> [页面摘录]:
===
更改过数据集结构的吗 - Githubissues

ymcui / cmrc2018

A Span-Extraction Dataset for Chinese Machine Reading Comprehension (CMRC 2018)

https://ymcui.github.io/cmrc2018/

Creative Commons Attribution Share Alike 4.0 International

411 stars 87 forks source link

更改过数据集结构的吗 #5

Closed xiongma closed 4 years ago

xiongma commented 4 years ago

在你的baseline代码里发现的数据集结构跟现有github上的目录结构完全不一样

ymcui commented 4 years ago

Baseline结构应该是用了SQuAD-style的数据集，codalab可以下载：https://worksheets.codalab.org/worksheets/0x92a80d2fab4b4f79a2b4064f7ddca9ce

xiongma commented 4 years ago

dev是测试集吗 trail是挑战集吗

ymcui commented 4 years ago

dev：开发集 trial：试验集 test：测试集 challenge：挑战集

ymcui commented 4 years ago

测试集与挑战集不开放，仅接受提交系统后评测。具体方法请参考codalab页面。

xiongma commented 4 years ago

好

xiongma commented 4 years ago

可以提供下你们你们在Chinese-BERT-wwm训练cmrc2018的代码吗

ymcui commented 4 years ago

模型方面没有改动，数据格式你对的上基本就可以了。

xiongma commented 4 years ago

好的
===
> [材料]:
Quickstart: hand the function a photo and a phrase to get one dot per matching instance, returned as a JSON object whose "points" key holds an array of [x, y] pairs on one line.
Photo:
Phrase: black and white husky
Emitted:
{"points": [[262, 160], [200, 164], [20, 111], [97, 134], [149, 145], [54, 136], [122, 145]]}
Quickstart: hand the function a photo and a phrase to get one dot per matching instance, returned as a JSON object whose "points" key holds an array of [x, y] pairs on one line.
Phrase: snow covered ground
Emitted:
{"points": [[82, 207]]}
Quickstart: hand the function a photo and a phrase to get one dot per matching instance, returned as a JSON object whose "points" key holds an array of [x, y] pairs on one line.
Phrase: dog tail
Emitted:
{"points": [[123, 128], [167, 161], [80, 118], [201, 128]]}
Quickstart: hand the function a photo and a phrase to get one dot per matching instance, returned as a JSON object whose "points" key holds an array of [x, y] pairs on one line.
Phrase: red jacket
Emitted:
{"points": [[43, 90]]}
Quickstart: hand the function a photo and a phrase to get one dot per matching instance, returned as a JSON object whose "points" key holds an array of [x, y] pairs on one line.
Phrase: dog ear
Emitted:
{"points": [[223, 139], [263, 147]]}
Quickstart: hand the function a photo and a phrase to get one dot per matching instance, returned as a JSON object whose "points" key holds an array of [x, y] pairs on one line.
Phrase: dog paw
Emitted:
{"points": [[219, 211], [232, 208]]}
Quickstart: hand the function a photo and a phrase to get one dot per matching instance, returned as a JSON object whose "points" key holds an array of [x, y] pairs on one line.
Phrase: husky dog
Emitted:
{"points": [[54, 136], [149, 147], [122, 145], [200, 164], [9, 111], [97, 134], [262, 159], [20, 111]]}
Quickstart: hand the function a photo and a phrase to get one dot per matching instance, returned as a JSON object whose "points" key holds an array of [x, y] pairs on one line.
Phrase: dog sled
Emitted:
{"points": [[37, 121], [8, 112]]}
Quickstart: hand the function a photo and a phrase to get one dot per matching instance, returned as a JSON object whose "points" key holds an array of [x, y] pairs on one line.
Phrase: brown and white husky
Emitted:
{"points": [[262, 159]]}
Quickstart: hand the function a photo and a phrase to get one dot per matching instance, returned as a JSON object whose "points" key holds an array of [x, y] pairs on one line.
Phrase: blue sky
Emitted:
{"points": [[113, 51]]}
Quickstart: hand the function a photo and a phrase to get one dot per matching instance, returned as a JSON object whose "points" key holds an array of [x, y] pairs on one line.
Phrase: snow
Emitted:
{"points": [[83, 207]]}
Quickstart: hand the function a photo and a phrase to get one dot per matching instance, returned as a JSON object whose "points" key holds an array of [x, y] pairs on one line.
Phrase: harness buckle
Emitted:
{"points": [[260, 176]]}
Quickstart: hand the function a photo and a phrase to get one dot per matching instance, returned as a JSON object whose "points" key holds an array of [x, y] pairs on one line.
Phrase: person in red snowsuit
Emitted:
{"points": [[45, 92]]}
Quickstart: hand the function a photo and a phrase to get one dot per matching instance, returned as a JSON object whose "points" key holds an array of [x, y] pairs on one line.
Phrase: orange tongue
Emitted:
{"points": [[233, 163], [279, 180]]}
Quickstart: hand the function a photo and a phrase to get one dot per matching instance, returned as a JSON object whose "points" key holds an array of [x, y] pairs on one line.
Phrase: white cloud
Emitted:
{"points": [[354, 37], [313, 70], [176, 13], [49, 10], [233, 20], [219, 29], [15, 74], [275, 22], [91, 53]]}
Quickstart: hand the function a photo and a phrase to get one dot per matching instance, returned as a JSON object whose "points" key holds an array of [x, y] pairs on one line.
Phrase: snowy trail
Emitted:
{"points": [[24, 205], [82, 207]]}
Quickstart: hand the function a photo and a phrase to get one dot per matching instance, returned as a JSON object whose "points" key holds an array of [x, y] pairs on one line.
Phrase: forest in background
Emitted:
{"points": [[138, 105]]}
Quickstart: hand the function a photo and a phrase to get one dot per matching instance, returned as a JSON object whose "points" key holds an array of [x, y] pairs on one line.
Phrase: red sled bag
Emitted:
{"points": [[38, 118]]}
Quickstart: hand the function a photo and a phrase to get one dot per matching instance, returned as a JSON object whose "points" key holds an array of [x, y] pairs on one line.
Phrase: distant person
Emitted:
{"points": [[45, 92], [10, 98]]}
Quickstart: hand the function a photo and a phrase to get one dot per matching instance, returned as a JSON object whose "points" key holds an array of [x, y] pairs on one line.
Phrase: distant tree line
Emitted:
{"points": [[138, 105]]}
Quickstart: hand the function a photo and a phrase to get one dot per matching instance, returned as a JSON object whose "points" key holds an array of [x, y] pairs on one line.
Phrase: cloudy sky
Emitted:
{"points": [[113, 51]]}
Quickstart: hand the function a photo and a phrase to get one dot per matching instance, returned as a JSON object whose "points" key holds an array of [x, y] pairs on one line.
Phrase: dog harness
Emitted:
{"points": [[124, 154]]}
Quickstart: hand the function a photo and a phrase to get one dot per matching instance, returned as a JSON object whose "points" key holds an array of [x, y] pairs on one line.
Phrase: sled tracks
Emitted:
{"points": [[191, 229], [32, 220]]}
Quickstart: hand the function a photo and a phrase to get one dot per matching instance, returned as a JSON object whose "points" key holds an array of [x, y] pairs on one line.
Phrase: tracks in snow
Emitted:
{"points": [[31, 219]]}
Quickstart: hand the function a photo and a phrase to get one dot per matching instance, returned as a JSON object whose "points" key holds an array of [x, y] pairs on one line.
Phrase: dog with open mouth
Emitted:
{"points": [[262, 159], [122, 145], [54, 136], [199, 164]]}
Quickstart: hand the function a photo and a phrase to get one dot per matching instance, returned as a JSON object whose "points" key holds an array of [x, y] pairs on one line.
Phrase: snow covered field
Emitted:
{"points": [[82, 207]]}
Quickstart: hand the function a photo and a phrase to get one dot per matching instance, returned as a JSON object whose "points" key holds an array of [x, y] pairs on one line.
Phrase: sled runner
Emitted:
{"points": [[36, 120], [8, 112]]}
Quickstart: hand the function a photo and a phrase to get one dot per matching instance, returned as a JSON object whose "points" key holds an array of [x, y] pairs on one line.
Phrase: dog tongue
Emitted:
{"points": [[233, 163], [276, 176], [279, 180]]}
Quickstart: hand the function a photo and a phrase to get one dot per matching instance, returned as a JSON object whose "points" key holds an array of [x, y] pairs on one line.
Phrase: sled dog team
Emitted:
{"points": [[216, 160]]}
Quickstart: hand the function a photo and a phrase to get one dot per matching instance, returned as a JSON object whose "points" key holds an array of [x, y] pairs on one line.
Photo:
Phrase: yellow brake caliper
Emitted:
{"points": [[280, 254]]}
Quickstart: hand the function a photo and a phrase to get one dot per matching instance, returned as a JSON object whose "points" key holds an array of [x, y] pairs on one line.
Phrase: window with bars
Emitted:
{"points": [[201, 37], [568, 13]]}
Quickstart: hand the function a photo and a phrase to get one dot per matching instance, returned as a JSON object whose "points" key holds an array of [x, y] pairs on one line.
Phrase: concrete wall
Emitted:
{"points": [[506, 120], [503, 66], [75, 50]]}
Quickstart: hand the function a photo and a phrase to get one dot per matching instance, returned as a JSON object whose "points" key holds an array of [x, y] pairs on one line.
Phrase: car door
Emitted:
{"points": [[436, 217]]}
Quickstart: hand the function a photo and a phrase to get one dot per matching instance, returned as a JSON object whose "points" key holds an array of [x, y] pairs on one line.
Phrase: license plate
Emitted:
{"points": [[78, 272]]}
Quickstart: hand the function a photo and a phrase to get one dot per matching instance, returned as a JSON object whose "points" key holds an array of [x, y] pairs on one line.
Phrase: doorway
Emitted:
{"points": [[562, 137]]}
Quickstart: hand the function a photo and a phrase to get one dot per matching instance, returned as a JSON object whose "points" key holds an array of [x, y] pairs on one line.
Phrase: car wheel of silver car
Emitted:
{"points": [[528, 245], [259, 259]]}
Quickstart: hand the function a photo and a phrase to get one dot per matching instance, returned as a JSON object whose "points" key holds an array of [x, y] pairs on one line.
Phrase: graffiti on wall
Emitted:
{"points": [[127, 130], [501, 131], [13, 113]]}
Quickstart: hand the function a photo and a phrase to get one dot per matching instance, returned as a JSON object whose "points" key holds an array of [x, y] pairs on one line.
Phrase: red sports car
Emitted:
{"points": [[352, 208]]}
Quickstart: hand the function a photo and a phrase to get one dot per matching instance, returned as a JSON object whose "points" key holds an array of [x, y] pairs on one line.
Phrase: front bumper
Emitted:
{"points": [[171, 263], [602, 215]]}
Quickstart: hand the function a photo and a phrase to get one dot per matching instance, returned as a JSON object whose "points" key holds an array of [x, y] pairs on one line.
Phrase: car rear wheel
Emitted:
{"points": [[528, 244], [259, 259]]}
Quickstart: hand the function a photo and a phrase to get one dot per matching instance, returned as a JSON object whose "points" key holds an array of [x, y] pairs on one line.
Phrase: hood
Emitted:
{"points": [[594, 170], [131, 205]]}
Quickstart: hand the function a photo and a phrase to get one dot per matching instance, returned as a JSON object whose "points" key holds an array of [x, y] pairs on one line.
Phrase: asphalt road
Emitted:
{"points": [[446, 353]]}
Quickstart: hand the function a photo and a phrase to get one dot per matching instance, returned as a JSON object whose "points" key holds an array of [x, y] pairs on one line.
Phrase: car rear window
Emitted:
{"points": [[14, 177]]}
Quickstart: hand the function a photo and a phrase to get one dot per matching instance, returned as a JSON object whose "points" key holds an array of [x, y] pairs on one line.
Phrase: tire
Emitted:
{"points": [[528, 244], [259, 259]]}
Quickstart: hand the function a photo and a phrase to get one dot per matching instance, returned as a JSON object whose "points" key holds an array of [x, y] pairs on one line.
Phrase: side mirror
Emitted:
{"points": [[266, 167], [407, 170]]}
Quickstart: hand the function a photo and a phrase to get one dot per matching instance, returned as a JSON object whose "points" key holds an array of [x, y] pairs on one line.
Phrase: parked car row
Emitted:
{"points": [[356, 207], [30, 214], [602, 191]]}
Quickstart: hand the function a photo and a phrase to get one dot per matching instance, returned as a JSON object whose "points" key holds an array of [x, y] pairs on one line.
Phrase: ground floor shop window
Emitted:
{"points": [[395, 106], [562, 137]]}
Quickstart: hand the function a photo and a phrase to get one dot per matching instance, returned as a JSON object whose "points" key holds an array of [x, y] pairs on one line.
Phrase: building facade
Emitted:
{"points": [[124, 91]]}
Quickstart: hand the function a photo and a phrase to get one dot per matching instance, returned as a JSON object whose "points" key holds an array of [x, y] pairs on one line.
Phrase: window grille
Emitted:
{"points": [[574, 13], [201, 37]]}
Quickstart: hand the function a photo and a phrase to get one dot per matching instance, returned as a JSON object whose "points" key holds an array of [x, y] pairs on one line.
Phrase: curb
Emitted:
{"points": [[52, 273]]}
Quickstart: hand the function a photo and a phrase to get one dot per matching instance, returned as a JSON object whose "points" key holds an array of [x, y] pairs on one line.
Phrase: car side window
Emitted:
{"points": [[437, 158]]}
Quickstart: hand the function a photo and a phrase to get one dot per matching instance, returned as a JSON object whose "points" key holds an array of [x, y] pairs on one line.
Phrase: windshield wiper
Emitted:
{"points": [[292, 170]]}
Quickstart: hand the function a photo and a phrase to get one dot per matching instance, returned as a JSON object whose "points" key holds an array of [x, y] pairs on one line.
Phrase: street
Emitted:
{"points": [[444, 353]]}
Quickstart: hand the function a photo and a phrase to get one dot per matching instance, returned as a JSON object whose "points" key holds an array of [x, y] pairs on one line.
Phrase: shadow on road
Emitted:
===
> [任务要求]:
a – 在页面摘录中，dev 指的是哪一种数据集？
b – 请从页面摘录里抄下从“Baseline结构应该是用”开始、到“测试集与挑战集不开放，仅接受提交系统后评测。具体方法请参考codalab页面。”为止（包括这一句）的文字。
c – 根据页面摘录，提问者想要 Chinese-BERT-wwm 训练 cmrc2018 的代码，维护者为什么认为不必另外提供？

> [各题解答]:
a – 开发集。

b –
Baseline结构应该是用了SQuAD-style的数据集，codalab可以下载：https://worksheets.codalab.org/worksheets/0x92a80d2fab4b4f79a2b4064f7ddca9ce

xiongma commented 4 years ago

dev是测试集吗 trail是挑战集吗

ymcui commented 4 years ago

dev：开发集 trial：试验集 test：测试集 challenge：挑战集

ymcui commented 4 years ago

测试集与挑战集不开放，仅接受提交系统后评测。具体方法请参考codalab页面。

c – 因为模型方面没有改动，只要数据格式对得上，基本就可以了。